Exercise material:
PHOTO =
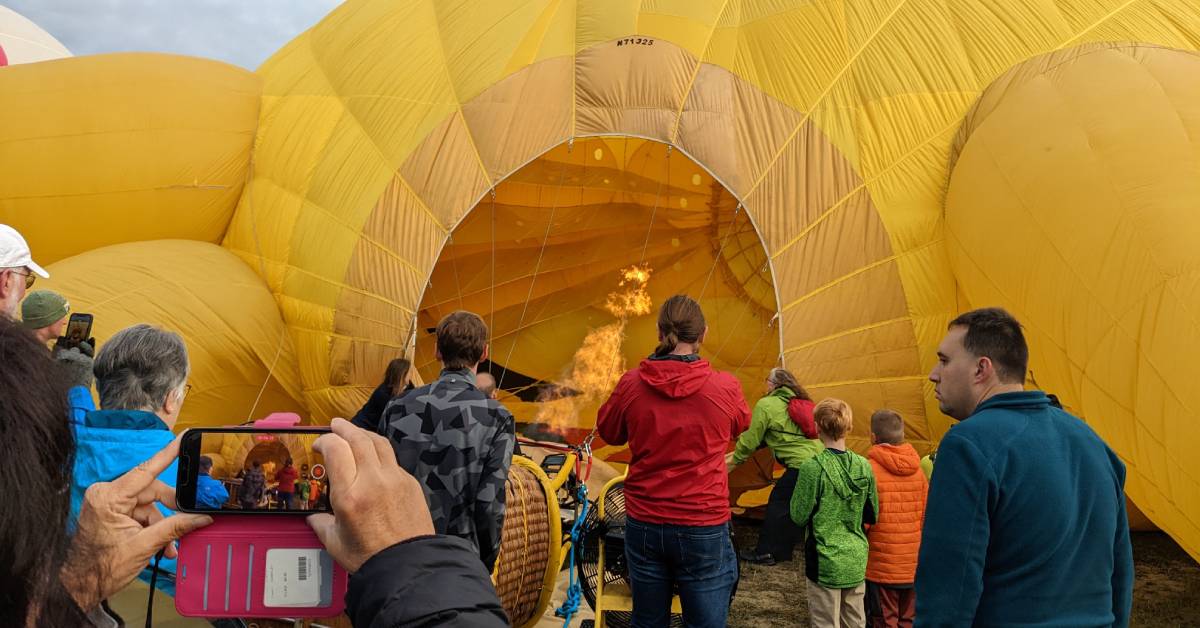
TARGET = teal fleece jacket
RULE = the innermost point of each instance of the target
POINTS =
(834, 496)
(1025, 524)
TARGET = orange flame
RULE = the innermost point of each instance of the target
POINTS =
(598, 363)
(634, 300)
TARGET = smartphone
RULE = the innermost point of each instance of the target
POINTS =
(250, 471)
(78, 330)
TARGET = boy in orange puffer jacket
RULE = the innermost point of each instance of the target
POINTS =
(895, 538)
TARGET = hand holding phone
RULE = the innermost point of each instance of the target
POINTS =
(120, 530)
(251, 471)
(376, 503)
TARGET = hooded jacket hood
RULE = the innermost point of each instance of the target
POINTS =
(675, 378)
(898, 459)
(837, 468)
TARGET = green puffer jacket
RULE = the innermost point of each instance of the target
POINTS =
(834, 496)
(771, 423)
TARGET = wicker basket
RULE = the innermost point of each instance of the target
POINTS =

Work to do: Leave out the pictures and copy the rest of the material above exactly.

Complete answer:
PHOTO =
TARGET = teal fleece jacket
RULE = the innermost point of each instance of the target
POINTS =
(834, 496)
(1025, 524)
TARGET = orange flame
RULE = the innermost point of each instance of the target
POINTS =
(598, 363)
(634, 300)
TARGET = smartphone
RULE = the innermost point of each instance of the target
POINTS =
(250, 471)
(78, 330)
TARGET = boy in orange puffer jacket
RULE = the innermost point of each instance of the target
POINTS =
(895, 538)
TARGET = hand holding phone
RULE = the innermost point of each instance of the target
POINTS =
(120, 530)
(251, 471)
(376, 503)
TARGET = hooded jacket hood
RULE = the innermost point of each instance of the target
POINTS =
(675, 378)
(898, 459)
(837, 468)
TARGET = green puffer jacket
RULE = the innermost point of each instance of the target
POINTS =
(834, 496)
(771, 423)
TARGET = wicker basket
RULE = the innermost point of each instance of the target
POINTS =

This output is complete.